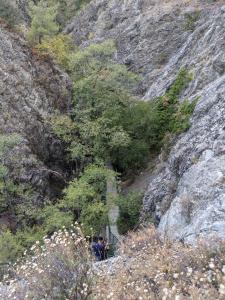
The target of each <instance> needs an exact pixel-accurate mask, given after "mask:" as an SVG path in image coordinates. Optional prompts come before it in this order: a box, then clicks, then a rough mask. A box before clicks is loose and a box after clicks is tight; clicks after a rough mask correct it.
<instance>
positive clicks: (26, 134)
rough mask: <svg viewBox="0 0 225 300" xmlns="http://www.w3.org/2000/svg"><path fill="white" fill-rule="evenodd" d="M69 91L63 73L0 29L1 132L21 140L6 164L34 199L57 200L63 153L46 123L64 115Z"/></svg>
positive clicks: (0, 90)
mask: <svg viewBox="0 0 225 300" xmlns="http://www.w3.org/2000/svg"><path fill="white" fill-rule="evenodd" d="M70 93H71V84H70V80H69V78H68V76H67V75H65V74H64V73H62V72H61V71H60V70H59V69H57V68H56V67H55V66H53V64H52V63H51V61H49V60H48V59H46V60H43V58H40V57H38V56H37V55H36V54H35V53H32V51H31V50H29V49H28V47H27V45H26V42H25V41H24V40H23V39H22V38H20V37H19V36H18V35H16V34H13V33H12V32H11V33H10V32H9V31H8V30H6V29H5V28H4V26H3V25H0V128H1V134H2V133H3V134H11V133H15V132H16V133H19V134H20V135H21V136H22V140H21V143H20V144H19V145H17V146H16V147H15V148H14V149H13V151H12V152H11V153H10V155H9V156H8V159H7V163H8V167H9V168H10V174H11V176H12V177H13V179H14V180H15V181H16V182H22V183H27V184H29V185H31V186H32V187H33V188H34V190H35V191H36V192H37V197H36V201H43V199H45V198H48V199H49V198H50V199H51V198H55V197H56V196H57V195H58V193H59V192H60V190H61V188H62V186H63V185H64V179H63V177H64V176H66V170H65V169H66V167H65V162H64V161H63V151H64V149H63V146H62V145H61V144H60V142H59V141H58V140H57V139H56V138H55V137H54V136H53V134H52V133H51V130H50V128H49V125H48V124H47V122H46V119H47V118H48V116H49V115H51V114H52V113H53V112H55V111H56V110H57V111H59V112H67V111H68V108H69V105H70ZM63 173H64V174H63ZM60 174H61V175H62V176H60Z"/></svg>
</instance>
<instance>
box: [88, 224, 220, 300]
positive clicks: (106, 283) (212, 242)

────────────────

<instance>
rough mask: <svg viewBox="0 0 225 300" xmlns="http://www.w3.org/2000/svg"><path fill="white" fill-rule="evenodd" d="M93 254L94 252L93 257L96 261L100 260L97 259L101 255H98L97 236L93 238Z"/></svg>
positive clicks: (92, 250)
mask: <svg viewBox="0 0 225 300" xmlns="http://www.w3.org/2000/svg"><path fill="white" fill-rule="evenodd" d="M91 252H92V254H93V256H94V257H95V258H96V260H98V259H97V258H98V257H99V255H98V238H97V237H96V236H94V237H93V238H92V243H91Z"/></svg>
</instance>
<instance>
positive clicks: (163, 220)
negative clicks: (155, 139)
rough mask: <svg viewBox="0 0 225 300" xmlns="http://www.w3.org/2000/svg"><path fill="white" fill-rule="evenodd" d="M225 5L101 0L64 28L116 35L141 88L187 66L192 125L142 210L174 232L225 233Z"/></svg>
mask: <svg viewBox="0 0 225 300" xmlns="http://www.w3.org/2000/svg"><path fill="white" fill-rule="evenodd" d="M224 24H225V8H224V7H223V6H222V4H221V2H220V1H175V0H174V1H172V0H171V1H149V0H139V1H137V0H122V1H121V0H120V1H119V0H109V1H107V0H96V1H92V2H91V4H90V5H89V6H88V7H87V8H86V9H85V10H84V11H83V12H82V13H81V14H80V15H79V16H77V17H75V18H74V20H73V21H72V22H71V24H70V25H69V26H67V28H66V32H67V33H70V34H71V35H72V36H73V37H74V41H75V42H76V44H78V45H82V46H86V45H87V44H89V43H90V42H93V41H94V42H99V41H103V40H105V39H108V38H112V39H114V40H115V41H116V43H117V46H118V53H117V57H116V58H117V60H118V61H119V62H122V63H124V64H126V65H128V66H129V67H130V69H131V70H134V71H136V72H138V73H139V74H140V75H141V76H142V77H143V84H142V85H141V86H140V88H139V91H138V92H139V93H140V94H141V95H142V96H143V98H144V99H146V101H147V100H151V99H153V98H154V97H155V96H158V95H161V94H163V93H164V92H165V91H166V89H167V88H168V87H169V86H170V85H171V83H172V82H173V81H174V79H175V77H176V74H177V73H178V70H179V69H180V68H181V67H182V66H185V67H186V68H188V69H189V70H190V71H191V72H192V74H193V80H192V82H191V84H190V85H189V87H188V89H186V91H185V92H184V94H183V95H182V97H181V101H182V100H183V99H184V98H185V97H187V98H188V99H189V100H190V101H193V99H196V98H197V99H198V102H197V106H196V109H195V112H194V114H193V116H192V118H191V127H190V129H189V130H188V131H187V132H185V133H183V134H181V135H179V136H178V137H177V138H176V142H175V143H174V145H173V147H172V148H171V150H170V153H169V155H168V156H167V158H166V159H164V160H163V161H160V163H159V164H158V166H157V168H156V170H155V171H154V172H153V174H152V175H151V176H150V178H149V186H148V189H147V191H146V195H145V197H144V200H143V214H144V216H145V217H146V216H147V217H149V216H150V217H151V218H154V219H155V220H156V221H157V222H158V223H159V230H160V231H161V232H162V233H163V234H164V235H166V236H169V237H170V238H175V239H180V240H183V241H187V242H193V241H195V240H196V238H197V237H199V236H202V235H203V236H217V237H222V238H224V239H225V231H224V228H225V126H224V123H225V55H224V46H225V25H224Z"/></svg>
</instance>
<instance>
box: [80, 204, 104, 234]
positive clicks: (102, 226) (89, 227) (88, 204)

────────────────

--- Problem statement ---
Starting with the line containing "The target of" and continuing through the line containing "positive clicks: (106, 283) (212, 242)", present those lines from the entries above as a numbered list, leaving out any blank lines.

--- Answer to the exercise ---
1. The target of each <instance> needs an exact pixel-accurate mask, given after "mask:" as an SVG path in image coordinates. Optional prompts come before it in this order: a box, then clicks, then a rough mask. A box before clicks is loose and a box after clicks is tight; clicks after a rough mask correct it.
2. <instance>
3. positive clicks: (26, 134)
4. rough mask: <svg viewBox="0 0 225 300" xmlns="http://www.w3.org/2000/svg"><path fill="white" fill-rule="evenodd" d="M69 91L63 73L0 29L1 132L21 140L6 164L34 199L57 200L63 153L46 123L64 115Z"/></svg>
5. positive clicks: (0, 90)
6. mask: <svg viewBox="0 0 225 300" xmlns="http://www.w3.org/2000/svg"><path fill="white" fill-rule="evenodd" d="M70 93H71V84H70V80H69V78H68V76H67V75H65V74H64V73H62V72H61V71H60V70H59V69H57V68H56V67H55V66H53V64H52V63H51V61H49V60H48V59H46V60H43V58H40V57H38V56H37V55H36V54H35V53H32V51H31V50H29V49H28V47H27V45H26V42H25V41H24V40H23V39H22V38H20V37H19V36H18V35H16V34H13V33H12V32H11V33H10V32H9V31H8V30H6V29H5V28H4V26H3V25H0V128H1V134H2V133H3V134H11V133H15V132H16V133H19V134H20V135H21V136H22V140H21V143H20V144H19V145H17V146H16V147H15V148H14V149H13V151H12V152H11V153H10V155H9V156H8V159H7V163H8V167H9V168H10V174H11V176H12V177H13V179H14V180H15V181H16V182H22V183H27V184H29V185H31V186H32V187H33V188H34V190H35V191H36V192H37V197H36V201H43V199H45V198H48V199H49V198H50V199H51V198H55V197H56V196H57V195H58V193H59V192H60V190H61V188H62V186H63V185H64V179H63V177H64V176H66V170H65V169H66V167H65V162H64V161H63V151H64V149H63V146H62V145H61V144H60V142H59V141H58V140H57V139H56V138H55V137H54V136H53V134H52V133H51V130H50V128H49V125H48V124H47V122H46V119H47V118H48V116H49V115H51V114H52V113H53V112H55V111H56V110H57V111H59V112H67V111H68V108H69V105H70ZM63 173H64V174H63ZM60 174H61V175H62V176H60Z"/></svg>
7. </instance>
8. <instance>
9. box: [88, 224, 220, 300]
10. positive clicks: (106, 283) (212, 242)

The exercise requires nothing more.